::: The records :::
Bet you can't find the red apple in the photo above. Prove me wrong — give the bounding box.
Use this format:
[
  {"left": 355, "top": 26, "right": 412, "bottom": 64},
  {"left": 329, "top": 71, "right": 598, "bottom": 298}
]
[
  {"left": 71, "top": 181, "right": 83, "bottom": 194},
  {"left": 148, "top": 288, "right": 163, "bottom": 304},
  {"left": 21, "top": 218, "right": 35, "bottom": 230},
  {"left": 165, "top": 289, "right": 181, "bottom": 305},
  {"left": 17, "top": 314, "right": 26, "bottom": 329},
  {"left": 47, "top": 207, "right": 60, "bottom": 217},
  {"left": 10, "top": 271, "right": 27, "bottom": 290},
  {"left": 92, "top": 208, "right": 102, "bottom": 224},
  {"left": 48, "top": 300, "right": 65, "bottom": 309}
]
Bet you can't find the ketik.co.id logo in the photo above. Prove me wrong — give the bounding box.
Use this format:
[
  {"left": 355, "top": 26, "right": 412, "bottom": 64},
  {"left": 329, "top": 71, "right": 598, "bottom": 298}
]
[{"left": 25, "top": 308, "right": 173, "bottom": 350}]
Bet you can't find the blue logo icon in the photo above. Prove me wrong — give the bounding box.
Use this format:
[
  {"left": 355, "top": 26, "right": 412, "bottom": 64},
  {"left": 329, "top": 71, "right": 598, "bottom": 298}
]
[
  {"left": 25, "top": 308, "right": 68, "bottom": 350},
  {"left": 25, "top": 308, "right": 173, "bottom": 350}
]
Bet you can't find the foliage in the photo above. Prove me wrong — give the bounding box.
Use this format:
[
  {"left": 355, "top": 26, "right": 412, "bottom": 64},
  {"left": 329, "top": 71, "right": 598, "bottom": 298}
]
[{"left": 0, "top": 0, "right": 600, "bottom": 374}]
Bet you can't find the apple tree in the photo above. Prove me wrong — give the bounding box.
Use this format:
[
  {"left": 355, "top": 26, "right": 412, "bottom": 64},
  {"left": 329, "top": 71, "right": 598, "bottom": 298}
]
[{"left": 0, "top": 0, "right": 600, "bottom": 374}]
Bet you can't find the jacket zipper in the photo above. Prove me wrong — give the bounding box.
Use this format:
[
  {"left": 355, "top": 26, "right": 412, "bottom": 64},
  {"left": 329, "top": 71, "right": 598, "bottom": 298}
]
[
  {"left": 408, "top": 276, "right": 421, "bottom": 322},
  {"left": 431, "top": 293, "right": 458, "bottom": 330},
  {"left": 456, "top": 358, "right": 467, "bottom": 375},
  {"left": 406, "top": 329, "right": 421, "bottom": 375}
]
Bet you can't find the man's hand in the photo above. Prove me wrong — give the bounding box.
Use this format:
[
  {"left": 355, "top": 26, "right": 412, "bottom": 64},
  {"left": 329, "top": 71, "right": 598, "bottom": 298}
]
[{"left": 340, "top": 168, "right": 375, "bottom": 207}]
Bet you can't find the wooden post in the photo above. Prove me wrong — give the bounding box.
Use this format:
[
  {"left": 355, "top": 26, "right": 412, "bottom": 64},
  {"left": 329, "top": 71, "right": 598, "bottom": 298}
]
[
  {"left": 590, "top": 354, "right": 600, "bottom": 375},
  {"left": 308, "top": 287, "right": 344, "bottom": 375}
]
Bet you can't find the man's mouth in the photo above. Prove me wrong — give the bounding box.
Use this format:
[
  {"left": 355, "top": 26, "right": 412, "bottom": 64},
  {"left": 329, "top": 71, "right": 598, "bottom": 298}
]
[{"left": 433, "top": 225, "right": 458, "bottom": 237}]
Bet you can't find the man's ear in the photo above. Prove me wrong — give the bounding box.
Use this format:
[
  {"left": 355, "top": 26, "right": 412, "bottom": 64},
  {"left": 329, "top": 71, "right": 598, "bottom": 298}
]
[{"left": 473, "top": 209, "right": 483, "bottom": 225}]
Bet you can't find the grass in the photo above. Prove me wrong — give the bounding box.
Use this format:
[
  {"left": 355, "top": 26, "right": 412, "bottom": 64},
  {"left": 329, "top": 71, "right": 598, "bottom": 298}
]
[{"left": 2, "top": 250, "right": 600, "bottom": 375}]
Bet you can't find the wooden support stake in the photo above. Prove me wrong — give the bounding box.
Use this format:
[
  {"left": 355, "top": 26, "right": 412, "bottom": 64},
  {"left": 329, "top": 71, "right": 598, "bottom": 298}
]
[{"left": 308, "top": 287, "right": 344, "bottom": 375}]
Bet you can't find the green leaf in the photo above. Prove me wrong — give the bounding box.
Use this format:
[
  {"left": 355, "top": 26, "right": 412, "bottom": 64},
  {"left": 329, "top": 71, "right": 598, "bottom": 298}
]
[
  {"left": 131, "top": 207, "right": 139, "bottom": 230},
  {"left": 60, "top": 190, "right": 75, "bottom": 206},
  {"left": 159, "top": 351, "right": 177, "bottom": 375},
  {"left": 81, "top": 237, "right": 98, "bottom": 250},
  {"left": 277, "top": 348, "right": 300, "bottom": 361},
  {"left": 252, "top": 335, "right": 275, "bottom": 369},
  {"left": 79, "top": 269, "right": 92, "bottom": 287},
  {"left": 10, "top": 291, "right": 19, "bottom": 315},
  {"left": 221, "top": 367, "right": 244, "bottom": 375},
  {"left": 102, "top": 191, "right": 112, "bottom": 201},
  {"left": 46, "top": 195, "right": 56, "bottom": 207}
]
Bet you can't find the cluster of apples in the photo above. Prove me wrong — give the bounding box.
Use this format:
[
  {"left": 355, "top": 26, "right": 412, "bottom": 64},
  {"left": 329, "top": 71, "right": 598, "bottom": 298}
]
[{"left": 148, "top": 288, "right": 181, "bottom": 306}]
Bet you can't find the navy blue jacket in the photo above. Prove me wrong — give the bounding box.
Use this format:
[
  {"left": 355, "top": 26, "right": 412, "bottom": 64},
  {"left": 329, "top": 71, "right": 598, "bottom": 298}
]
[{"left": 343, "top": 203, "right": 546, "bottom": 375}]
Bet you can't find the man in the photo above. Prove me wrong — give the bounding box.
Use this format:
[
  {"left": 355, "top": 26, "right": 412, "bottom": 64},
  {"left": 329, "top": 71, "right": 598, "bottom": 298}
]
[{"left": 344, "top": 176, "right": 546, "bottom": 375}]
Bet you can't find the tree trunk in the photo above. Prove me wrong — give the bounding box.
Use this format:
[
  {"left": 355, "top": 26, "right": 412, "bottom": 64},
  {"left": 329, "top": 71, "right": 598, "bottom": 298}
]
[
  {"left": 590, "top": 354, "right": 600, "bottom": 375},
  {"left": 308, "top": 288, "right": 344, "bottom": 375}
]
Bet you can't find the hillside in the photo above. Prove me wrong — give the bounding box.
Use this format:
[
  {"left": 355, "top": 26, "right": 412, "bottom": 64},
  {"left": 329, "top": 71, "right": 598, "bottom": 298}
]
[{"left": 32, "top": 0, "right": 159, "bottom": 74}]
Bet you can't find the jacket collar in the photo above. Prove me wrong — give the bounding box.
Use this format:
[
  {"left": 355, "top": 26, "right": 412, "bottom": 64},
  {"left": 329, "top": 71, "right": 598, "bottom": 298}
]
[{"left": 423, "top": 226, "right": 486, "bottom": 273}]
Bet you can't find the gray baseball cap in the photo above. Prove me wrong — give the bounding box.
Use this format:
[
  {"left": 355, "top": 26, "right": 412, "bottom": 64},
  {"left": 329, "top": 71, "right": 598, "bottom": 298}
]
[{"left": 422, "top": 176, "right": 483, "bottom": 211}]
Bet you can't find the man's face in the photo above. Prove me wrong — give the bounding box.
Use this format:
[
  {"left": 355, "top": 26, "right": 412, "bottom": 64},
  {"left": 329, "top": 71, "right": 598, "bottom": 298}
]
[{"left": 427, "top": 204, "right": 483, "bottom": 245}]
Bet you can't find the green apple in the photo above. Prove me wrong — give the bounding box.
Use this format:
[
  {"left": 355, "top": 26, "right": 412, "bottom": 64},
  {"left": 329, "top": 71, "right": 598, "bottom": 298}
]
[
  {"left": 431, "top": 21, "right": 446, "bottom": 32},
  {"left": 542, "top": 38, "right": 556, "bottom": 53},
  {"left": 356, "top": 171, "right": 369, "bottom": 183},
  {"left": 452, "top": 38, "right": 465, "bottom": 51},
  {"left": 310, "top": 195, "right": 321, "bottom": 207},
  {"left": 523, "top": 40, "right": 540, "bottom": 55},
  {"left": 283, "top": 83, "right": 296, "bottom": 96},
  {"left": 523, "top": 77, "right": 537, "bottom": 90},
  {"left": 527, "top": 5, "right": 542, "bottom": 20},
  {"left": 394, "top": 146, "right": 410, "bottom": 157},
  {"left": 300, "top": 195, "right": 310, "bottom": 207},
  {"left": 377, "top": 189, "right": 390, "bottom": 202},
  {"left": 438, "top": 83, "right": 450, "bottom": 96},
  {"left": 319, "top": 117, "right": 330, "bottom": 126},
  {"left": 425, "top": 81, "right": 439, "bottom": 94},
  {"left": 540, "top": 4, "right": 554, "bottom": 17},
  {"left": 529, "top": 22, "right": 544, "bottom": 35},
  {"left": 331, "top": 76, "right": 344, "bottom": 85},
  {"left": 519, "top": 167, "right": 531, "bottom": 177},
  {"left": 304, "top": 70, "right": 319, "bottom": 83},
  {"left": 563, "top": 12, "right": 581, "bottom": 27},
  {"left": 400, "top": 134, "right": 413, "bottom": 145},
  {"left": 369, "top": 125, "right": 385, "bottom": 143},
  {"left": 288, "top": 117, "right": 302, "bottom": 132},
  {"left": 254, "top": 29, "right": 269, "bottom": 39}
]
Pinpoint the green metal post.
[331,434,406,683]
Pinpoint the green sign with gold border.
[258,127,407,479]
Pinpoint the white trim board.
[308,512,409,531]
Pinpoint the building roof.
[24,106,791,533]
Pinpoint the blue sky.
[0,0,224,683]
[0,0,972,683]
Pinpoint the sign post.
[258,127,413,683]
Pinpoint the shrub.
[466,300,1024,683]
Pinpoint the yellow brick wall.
:::
▸ Written task:
Pick out every line in the rows above that contains the word "sign" and copy each of those lines.

▸ Exercise response:
Pinpoint the green sign with gold border.
Pinpoint the sign post.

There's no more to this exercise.